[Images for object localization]
■ ■ ■ ■ ■

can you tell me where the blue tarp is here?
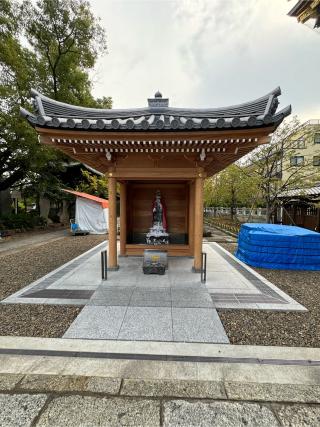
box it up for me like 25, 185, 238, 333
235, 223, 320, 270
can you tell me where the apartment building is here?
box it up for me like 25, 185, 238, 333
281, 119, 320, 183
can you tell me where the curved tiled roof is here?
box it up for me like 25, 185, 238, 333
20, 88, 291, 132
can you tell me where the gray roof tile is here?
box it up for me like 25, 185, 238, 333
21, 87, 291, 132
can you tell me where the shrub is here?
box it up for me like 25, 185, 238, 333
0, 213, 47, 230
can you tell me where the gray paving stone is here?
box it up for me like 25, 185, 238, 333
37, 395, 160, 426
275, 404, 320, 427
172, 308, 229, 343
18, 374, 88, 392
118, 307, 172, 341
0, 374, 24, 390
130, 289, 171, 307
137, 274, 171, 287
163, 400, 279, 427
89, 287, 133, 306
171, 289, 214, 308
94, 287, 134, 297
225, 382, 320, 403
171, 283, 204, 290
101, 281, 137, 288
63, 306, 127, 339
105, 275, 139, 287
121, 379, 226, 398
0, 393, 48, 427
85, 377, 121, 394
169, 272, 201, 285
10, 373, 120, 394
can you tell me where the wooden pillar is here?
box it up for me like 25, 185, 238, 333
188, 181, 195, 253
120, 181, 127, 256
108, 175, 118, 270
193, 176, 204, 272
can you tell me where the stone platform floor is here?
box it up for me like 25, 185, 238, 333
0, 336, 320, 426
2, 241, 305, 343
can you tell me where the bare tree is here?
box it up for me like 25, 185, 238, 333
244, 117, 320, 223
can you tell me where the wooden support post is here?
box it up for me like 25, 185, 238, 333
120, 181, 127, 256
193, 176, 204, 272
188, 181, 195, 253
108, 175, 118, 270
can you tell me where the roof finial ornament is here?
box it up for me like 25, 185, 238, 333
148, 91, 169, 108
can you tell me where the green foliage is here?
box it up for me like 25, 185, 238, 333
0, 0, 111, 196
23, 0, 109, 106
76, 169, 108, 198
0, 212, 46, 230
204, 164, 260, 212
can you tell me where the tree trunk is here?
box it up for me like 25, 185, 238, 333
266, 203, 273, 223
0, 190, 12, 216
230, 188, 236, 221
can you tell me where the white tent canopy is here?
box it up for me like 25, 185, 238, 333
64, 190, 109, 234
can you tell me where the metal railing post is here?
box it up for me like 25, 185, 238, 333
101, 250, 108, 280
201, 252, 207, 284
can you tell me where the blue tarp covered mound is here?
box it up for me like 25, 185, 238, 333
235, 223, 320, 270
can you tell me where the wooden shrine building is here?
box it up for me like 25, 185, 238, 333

■ ■ ■ ■ ■

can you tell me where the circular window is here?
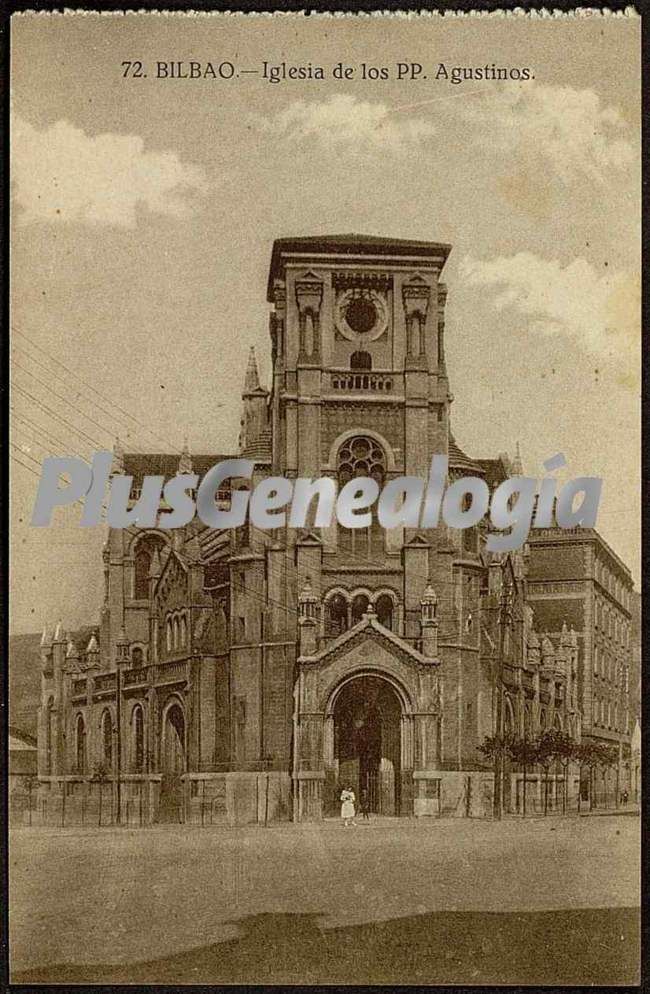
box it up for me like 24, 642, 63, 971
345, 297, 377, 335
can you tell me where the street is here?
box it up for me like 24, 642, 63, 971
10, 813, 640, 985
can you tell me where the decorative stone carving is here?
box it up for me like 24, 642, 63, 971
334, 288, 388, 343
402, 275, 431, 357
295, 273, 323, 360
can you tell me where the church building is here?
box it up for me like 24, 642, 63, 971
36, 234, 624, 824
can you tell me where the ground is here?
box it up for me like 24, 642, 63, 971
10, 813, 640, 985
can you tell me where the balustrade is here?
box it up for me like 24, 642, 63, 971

■ ■ ■ ■ ■

▶ [WHAT YOU NEED TO DO]
For the word "tarp", show every line of the entries that holds it.

▶ [EXERCISE RESPONSE]
can you tell me where the blue tarp is here?
can you tell me where the blue tarp covered mound is here?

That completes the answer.